▶ _What you are asked to do_: Only the closing portion of the entries is to be reproduced: the line containing "facade with a point in the photo above." through the very last line, exactly as written.

(Point localization data)

"""

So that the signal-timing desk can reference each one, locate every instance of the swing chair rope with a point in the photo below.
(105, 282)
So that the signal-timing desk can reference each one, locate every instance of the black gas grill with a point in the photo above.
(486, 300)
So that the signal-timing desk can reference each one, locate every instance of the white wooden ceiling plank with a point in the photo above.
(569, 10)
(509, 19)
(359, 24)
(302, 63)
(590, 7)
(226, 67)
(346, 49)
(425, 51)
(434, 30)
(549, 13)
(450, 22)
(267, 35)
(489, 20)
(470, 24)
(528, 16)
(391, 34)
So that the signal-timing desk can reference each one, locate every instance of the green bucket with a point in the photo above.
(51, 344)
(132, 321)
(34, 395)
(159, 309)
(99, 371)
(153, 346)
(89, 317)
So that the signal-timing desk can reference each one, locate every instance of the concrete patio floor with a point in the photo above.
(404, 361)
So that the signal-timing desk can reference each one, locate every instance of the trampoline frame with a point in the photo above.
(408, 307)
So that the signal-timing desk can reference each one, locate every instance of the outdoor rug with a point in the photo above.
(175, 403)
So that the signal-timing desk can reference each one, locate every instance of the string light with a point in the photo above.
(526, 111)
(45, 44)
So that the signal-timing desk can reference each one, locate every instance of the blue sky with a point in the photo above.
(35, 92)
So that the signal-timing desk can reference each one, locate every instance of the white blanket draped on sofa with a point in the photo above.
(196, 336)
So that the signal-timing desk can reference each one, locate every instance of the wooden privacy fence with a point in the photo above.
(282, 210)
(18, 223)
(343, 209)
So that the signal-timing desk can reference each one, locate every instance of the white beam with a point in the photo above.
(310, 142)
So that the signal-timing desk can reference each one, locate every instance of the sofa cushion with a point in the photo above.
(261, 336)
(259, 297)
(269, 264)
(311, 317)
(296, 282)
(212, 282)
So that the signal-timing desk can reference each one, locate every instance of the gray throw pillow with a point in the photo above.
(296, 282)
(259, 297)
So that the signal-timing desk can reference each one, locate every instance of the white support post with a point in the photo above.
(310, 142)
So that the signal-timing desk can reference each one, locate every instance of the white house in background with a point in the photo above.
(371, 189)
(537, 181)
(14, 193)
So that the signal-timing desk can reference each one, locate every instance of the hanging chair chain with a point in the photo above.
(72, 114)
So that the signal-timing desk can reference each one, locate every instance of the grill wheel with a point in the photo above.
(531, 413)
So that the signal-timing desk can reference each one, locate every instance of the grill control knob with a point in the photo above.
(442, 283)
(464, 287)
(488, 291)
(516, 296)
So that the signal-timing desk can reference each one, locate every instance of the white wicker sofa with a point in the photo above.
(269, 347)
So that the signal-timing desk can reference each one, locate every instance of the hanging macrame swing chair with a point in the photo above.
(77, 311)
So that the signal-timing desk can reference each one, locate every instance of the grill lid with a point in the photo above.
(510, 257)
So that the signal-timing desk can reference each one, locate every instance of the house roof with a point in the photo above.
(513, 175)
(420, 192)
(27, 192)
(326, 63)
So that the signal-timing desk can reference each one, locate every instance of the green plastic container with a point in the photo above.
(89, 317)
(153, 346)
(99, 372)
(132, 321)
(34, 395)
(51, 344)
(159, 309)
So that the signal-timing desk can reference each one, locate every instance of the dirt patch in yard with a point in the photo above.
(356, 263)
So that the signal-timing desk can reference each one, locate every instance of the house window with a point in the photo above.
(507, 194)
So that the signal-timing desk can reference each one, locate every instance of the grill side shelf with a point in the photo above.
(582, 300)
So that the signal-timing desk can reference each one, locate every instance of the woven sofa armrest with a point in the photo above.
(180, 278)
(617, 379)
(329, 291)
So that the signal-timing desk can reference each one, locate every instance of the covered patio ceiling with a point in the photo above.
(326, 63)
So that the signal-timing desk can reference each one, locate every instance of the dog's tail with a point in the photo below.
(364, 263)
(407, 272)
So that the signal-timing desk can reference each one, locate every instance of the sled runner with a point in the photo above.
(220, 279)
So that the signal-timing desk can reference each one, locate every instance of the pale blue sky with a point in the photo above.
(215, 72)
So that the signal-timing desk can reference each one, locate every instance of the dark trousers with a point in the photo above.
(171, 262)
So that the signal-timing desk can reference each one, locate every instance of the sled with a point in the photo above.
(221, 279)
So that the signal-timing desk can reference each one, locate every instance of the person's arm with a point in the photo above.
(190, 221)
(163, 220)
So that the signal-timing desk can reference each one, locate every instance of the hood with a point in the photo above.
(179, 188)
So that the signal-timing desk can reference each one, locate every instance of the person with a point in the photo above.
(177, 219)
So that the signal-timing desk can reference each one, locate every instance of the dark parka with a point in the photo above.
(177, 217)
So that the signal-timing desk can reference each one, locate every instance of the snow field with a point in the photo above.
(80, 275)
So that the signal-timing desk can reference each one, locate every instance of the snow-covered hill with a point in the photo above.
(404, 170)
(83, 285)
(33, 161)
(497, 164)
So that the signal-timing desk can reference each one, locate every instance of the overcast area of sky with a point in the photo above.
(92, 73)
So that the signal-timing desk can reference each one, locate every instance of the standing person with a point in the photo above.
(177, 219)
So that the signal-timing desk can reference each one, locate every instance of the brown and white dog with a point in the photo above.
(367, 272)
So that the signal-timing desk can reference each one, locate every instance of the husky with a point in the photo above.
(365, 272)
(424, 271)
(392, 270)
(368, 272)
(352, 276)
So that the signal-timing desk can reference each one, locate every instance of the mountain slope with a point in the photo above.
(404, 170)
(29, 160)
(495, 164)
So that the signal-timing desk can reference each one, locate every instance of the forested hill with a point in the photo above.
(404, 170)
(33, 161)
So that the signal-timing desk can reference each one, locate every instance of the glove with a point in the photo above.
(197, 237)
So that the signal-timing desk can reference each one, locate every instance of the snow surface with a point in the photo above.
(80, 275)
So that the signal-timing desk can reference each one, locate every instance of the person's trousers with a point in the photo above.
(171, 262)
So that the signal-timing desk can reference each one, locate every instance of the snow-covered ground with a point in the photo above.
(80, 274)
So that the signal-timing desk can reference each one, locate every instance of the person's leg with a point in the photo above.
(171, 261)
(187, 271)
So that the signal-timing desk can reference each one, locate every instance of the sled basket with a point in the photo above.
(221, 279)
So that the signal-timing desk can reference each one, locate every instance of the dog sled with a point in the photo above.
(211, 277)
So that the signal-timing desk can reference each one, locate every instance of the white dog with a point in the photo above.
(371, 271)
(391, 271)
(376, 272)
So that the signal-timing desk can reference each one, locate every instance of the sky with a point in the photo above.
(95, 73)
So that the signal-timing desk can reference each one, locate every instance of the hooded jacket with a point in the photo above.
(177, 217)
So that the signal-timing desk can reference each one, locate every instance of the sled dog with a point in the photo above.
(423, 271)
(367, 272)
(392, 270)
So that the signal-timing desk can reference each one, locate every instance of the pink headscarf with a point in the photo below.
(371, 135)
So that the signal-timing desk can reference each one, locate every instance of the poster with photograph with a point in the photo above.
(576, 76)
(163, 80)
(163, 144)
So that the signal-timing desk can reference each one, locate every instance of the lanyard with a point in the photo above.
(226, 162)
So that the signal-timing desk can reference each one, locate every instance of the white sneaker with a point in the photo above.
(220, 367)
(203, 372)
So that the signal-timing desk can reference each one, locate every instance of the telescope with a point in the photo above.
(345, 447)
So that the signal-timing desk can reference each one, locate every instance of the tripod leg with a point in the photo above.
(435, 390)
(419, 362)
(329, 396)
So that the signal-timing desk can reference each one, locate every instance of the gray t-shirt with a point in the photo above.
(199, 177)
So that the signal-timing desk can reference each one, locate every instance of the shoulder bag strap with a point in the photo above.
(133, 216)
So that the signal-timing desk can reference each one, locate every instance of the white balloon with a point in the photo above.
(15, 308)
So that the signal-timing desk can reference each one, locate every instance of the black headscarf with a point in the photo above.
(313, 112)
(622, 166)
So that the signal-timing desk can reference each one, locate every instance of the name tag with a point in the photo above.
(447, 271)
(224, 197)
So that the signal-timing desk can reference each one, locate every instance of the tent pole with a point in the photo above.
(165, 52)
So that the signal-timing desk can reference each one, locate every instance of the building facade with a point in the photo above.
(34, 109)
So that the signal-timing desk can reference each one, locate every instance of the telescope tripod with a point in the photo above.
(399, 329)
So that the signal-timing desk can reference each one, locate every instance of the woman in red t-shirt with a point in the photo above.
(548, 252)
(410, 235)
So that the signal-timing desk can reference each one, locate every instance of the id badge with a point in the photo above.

"""

▶ _Response below_:
So that the signal-timing desk can reference each one, locate every instance of the building facade with a point in the photo above.
(34, 109)
So that the signal-timing desk can reference each one, locate every instance of the telescope tripod with a point in the photo above.
(399, 329)
So that the signal-timing desk can reference each one, locate every instance of the woman in red t-shirt with a point in the photo above.
(548, 252)
(410, 235)
So that the signal-timing desk can reference each one, locate every instance of the id badge with a point in the photo above.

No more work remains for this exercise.